*** DATASET RECORDS Section Begins ***
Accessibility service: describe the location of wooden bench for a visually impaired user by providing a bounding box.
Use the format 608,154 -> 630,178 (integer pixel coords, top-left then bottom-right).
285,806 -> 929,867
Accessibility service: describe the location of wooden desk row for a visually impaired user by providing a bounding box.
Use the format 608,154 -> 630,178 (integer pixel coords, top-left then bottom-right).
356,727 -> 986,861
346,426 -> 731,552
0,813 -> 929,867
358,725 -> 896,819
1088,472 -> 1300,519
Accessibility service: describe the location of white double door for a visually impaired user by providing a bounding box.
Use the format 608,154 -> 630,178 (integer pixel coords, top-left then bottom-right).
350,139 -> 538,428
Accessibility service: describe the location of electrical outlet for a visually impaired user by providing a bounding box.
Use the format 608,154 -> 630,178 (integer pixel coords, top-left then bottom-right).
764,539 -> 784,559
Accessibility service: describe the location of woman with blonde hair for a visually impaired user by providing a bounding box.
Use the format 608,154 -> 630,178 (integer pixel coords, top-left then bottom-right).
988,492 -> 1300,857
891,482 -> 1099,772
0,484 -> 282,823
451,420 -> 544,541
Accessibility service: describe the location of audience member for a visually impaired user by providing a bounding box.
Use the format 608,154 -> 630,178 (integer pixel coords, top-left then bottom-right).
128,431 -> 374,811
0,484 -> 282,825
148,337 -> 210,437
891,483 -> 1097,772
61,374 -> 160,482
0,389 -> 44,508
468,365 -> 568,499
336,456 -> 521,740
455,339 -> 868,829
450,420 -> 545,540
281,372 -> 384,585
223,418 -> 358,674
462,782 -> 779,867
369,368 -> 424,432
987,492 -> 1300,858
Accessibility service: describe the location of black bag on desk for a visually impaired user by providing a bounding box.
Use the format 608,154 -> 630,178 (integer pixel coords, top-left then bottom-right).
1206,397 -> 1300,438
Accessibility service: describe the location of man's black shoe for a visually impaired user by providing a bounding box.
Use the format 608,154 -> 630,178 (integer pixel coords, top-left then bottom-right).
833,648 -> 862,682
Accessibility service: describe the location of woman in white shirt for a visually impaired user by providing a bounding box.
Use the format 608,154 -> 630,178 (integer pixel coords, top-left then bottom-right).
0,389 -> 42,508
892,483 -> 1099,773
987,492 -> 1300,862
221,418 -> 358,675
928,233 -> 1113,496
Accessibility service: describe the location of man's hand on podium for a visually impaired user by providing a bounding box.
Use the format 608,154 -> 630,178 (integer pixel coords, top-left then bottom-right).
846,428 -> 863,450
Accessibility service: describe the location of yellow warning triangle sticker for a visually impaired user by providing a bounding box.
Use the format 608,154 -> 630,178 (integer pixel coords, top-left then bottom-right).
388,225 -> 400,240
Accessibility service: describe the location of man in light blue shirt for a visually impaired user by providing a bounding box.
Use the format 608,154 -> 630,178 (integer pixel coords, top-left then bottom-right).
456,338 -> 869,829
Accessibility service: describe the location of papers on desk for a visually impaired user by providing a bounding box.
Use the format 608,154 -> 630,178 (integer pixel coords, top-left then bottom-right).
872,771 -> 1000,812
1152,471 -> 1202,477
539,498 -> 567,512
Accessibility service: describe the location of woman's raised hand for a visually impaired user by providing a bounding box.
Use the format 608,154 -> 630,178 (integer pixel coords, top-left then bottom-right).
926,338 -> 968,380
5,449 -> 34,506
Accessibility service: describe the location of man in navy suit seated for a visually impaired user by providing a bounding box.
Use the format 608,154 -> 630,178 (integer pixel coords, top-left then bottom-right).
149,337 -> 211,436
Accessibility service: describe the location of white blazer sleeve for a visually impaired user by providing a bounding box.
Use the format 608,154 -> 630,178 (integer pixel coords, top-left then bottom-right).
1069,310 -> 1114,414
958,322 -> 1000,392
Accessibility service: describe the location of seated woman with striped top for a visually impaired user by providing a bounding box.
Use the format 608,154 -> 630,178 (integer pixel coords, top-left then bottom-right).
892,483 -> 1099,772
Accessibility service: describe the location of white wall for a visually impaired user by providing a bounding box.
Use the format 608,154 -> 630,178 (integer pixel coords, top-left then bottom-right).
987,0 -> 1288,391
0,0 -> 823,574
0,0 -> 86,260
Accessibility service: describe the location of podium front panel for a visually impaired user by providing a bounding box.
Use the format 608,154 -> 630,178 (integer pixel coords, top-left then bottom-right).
*** DATASET RECORDS Section Ends ***
Copy from the entries only those lines that hold the word "desk".

OUTPUT FOR THIS EXERCISE =>
Accessibility service: describe the location of wooden desk row for a visually impaired user by providing a bounding box.
Accessibility service: describe the location of black bag on desk for a visually impaired user by providing a bounding box.
Accessibility service: describe the location of papers on desk for a visually impaired user by providing a bounding box.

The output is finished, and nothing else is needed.